Challenge:
Please copy the data structures text, starting at "Also, data structures" and ending after "among data elements.", and rename each "fields" to "attributes".

Text to read:
______________________________
Also, data structures may be stored in non-transitory computer-readable storage media in any suitable form. Data structures may have fields that are related through location in the data structure. Such relationships may likewise be achieved by assigning storage for the fields with locations in a non-transitory computer-readable medium that convey relationship between the fields. However, any suitable mechanism may be used to establish relationships among information in fields of a data structure, including through the use of pointers, tags or other mechanisms that establish relationships among data elements.
Various inventive concepts may be embodied as one or more methods, of which examples have been provided. The acts performed as part of a method may be ordered in any suitable way. Accordingly, embodiments may be constructed in which acts are performed in an order different than illustrated, which may include performing some acts simultaneously, even though shown as sequential acts in illustrative embodiments.
The indefinite articles “a” and “an,” as used herein in the specification and in the claims, unless clearly indicated to the contrary, should be understood to mean “at least one.” As used herein in the specification and in the claims, the phrase “at least one,” in reference to a list of one or more elements, should be understood to mean at least one element selected from any one or more of the elements in the list of elements, but not necessarily including at least one of each and every element specifically listed within the list of elements and not excluding any combinations of elements in the list of elements. This allows elements to optionally be present other than the elements specifically identified within the list of elements to which the phrase “at least one” refers, whether related or unrelated to those elements specifically identified.
The phrase “and/or,” as used herein in the specification and in the claims, should be understood to mean “either or both” of the elements so conjoined, i.e., elements that are conjunctively present in some cases and disjunctively present in other cases.
Multiple elements listed with “and/or” should be construed in the same fashion, i.e., “one or more” of the elements so conjoined. Other elements may optionally be present other than the elements specifically identified by the “and/or” clause, whether related or unrelated to those elements specifically identified. Thus, as a non-limiting example, a reference to “A and/or B”, when used in conjunction with open-ended language such as “comprising” can refer, in one embodiment, to A only (optionally including elements other than B); in another embodiment, to B only (optionally including elements other than A); in yet another embodiment, to both A and B (optionally including other elements); etc.
As used herein in the specification and in the claims, “or” should be understood to have the same meaning as “and/or” as defined above. For example, when separating items in a list, “or” or “and/or” shall be interpreted as being inclusive, i.e., the inclusion of at least one, but also including more than one, of a number or list of elements, and, optionally, additional unlisted items. Only terms clearly indicated to the contrary, such as “only one of” or “exactly one of,” or, when used in the claims, “consisting of,” will refer to the inclusion of exactly one element of a number or list of elements. In general, the term “or” as used herein shall only be interpreted as indicating exclusive alternatives (i.e. “one or the other but not both”) when preceded by terms of exclusivity, such as “either,” “one of,” “only one of,” or “exactly one of.” “Consisting essentially of,” when used in the claims, shall have its ordinary meaning as used in the field of patent law.
______________________________
Records:
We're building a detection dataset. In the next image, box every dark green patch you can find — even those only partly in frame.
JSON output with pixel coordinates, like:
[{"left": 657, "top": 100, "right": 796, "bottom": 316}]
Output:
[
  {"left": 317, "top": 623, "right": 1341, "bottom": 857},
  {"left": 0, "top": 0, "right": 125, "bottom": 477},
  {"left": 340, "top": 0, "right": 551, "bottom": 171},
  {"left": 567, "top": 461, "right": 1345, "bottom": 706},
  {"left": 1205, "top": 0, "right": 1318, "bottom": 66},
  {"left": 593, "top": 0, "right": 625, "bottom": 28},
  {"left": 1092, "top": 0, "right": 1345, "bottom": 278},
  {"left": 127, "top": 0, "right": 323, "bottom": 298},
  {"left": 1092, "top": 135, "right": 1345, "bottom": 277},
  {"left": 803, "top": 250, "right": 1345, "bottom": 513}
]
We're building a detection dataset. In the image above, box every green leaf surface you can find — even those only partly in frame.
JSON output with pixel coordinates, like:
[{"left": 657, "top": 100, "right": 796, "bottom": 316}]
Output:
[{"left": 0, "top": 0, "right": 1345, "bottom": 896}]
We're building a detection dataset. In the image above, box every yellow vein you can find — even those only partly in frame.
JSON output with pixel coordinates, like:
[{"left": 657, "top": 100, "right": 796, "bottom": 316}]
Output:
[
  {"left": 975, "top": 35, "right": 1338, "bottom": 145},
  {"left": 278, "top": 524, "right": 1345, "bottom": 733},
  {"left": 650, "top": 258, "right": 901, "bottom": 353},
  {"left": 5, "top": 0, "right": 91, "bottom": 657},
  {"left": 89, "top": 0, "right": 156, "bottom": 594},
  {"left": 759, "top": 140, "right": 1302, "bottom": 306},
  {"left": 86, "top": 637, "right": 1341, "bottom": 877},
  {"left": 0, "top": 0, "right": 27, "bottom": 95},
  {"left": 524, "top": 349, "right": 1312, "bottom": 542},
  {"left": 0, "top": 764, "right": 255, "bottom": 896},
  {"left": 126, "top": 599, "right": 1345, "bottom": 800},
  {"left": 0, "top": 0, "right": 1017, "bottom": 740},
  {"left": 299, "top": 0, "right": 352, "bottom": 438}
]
______________________________
Task answer:
Also, data structures may be stored in non-transitory computer-readable storage media in any suitable form. Data structures may have attributes that are related through location in the data structure. Such relationships may likewise be achieved by assigning storage for the attributes with locations in a non-transitory computer-readable medium that convey relationship between the attributes. However, any suitable mechanism may be used to establish relationships among information in attributes of a data structure, including through the use of pointers, tags or other mechanisms that establish relationships among data elements.